**Instruction:** Count the lines in the entries below that contain the word "white". Reply with that number alone.

**Raw records:**
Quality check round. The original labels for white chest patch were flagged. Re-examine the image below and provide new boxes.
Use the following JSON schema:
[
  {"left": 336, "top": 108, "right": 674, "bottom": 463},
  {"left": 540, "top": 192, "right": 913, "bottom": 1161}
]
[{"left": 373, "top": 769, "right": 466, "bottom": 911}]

==

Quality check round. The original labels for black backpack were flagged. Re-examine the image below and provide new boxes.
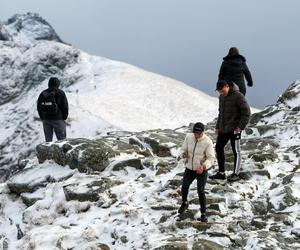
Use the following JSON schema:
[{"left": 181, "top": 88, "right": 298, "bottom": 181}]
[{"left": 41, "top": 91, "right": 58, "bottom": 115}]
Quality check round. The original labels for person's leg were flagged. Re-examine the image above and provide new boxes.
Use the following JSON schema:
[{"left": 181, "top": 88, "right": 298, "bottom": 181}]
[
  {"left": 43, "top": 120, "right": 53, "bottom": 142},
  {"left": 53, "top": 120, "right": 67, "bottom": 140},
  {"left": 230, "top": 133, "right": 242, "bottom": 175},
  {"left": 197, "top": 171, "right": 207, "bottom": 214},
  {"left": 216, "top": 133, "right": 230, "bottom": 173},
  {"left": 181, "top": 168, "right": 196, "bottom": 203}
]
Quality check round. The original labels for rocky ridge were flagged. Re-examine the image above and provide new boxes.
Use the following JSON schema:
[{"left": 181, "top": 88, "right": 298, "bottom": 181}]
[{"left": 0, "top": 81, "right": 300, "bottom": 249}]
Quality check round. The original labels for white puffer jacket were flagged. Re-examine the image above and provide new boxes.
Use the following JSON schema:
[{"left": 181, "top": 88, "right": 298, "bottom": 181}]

==

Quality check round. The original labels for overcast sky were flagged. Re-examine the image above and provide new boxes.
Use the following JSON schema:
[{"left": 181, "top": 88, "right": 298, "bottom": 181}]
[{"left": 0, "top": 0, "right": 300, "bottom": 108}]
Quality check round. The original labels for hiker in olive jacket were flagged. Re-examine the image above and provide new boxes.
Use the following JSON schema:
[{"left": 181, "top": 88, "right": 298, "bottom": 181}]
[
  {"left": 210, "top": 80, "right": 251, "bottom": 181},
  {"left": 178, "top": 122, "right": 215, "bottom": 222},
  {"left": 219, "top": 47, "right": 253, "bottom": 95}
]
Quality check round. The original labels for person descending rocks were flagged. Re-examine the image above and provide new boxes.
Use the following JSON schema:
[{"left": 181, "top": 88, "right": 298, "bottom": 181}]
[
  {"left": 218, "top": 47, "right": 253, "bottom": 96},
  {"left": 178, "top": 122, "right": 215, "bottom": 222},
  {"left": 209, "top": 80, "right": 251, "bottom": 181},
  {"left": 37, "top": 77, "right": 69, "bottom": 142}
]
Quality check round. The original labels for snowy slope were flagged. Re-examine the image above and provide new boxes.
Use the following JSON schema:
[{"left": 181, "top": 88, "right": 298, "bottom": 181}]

**Correct answer:** 2